> **CONSIGNE DE TRAVAIL**: Transcrivez à l'identique le passage de l'extrait sur les mines terrestres au Myanmar qui va de « Quatre autres explosions » jusqu'à « protéger les villageois. ».

> **EXTRAIT DU DOCUMENT**:
==========
Des villageois ont montré les photos d’au moins une autre mine terrestre près du même endroit, dont Amnesty International a pu vérifier l’authenticité.
Quatre autres explosions de mines présumées ont également eu lieu cette semaine aux abords d’un carrefour fréquenté, près d’un autre village du Myanmar, situé dans la région frontalière. Elles ont grièvement blessé deux garçons âgés entre 10 et 13 ans, et auraient tué un homme, selon des témoins et des habitants du secteur.
Un Rohingya, qui vit caché près de ce croisement, a déclaré qu’il avait trouvé, avec d’autres, au moins six autres mines dans la même zone. Avec plusieurs hommes, il a risqué sa vie pour déterrer deux de ces mines, afin de protéger les villageois.
D’après l’analyse des images effectuée par des experts en armements d’Amnesty International, au moins l’une des mines utilisées serait une mine antipersonnel PMN-1, destinée à causer des mutilations – et ce sans discrimination. Dans un rapport publié en juin 2017, Amnesty International a recueilli des informations indiquant que l’armée birmane, comme les groupes armés ethniques, dans l’État kachin et l’État chan, ont posé des mines antipersonnel ou des engins explosifs improvisés, qui ont tué et mutilé des personnes, dont des enfants.
Aide militaire internationale
Le gouvernement australien dispense des formations à l’armée birmane, tandis que la Russie et Israël comptent parmi les pays qui lui fournissent des armes. Alors que l’UE maintient un embargo sur les armes à destination du Myanmar, certains États membres ont pris récemment des initiatives afin de fournir d’autres formes de soutien, y compris de la formation.
Les États-Unis envisagent également d’accroître la coopération militaire avec l’armée du Myanmar, via des formations et des ateliers.
==========
> **ENSEMBLE DES LIGNES**:
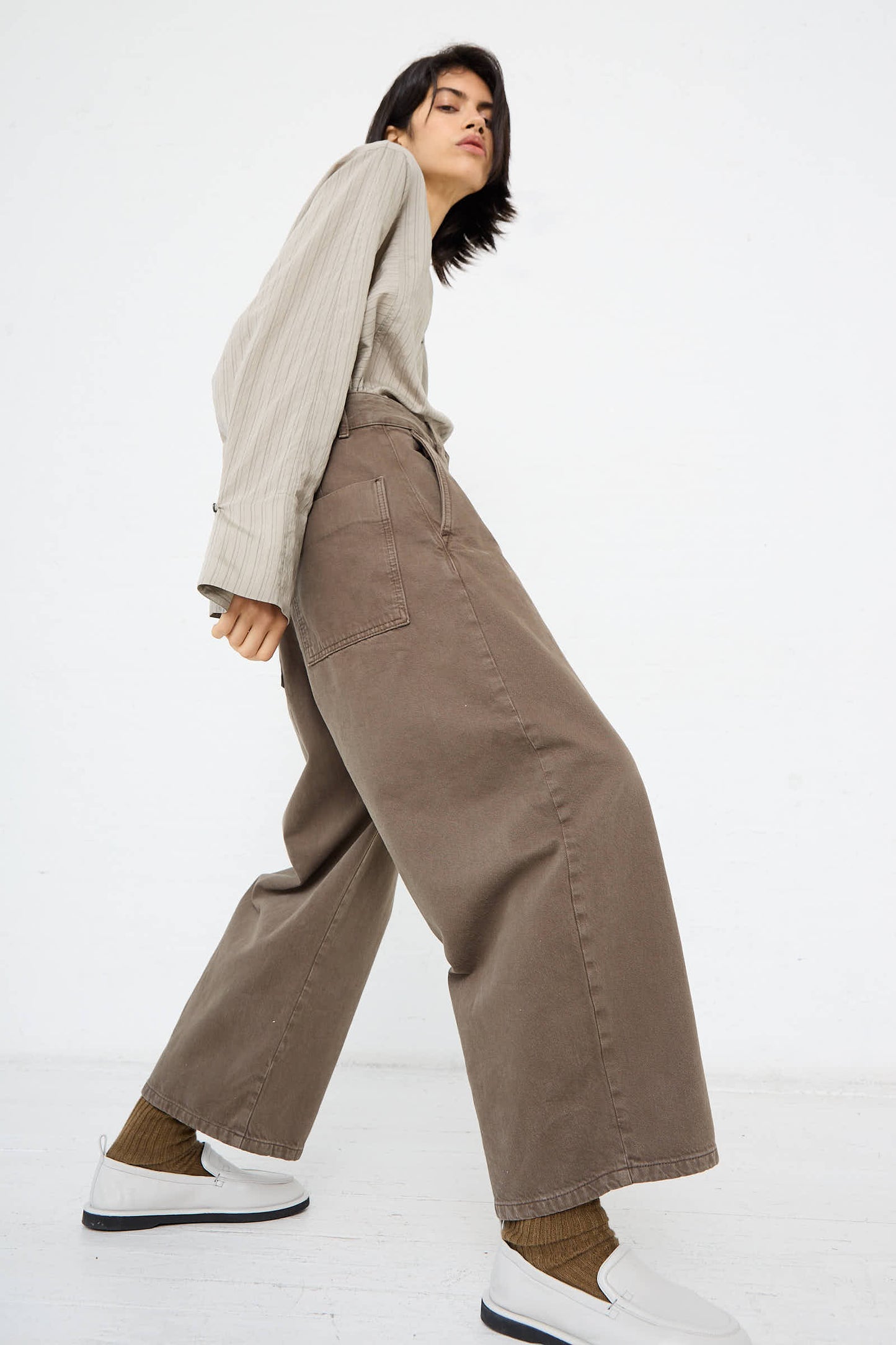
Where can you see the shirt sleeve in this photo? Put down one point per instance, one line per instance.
==========
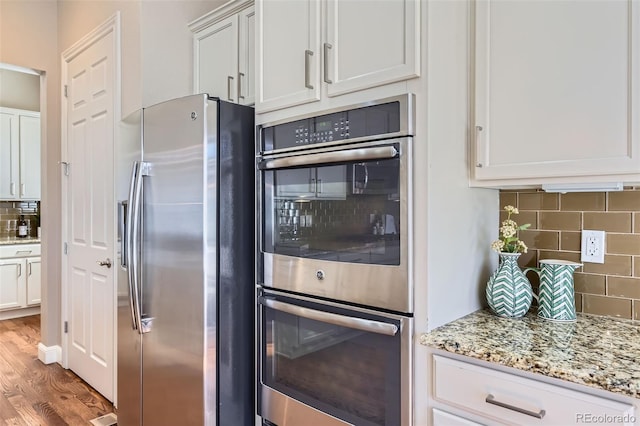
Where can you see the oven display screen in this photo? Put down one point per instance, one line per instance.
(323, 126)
==========
> **RÉSULTAT OBTENU**:
Quatre autres explosions de mines présumées ont également eu lieu cette semaine aux abords d’un carrefour fréquenté, près d’un autre village du Myanmar, situé dans la région frontalière. Elles ont grièvement blessé deux garçons âgés entre 10 et 13 ans, et auraient tué un homme, selon des témoins et des habitants du secteur.
Un Rohingya, qui vit caché près de ce croisement, a déclaré qu’il avait trouvé, avec d’autres, au moins six autres mines dans la même zone. Avec plusieurs hommes, il a risqué sa vie pour déterrer deux de ces mines, afin de protéger les villageois.